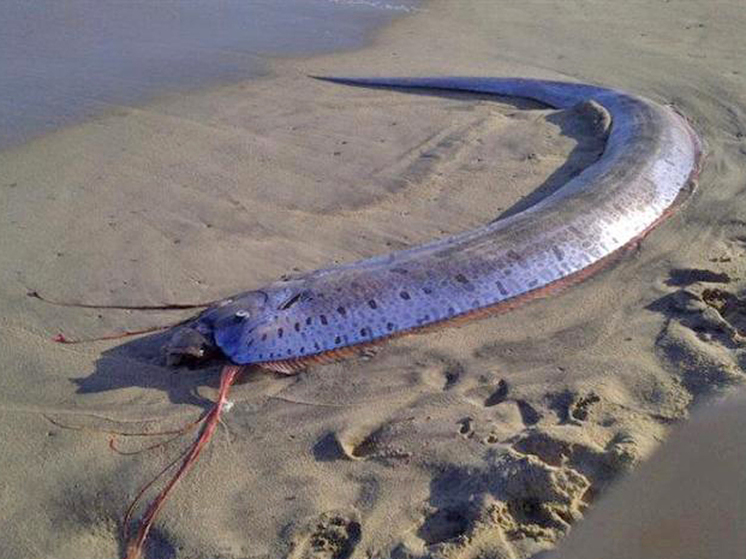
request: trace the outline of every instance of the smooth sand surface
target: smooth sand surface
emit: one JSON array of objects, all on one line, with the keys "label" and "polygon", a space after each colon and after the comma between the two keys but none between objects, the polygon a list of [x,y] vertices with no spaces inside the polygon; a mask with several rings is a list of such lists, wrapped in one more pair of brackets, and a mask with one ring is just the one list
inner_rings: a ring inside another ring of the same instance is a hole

┄┄┄┄┄┄┄┄┄┄

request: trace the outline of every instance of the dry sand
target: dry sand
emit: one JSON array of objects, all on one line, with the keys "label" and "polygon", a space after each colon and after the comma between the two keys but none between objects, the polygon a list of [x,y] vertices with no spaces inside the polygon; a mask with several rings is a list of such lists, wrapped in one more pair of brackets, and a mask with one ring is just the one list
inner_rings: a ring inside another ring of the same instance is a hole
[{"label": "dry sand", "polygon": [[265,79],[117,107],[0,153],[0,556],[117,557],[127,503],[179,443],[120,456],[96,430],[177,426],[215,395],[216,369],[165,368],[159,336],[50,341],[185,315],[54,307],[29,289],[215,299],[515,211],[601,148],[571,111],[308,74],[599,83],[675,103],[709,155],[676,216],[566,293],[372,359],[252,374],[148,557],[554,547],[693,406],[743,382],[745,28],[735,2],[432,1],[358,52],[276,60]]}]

┄┄┄┄┄┄┄┄┄┄

◆ **Work item**
With the line that has "request: trace the outline of every instance of the smooth" as the first and the line that has "target: smooth sand surface" as the last, repeat exactly that run of lines above and no more.

◆ **Response area**
request: trace the outline of every instance of the smooth sand surface
target: smooth sand surface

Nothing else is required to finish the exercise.